- _To be done_
Reproduce the listing word for word, starting at the line that contains "out the ribbed" and continuing through the last line of the listing.

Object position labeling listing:
★ ★ ★
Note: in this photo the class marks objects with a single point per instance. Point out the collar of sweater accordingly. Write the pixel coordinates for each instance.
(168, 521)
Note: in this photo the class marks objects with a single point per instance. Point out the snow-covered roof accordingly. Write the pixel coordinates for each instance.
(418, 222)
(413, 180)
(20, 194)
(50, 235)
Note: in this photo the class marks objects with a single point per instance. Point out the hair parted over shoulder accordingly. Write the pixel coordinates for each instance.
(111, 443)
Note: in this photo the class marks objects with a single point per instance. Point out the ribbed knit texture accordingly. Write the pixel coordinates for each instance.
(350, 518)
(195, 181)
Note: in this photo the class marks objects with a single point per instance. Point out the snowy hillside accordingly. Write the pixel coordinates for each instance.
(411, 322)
★ ★ ★
- _Full output_
Note: in this photo the class marks objects with a single point per instance. Point out the ribbed knit texture accordingly. Write the pixel coordinates for each instance.
(350, 518)
(195, 181)
Note: in this photo the class marks objects with a single point per instance. Point out the snowy hillside accordingly. Write the pixel coordinates for each instance.
(411, 322)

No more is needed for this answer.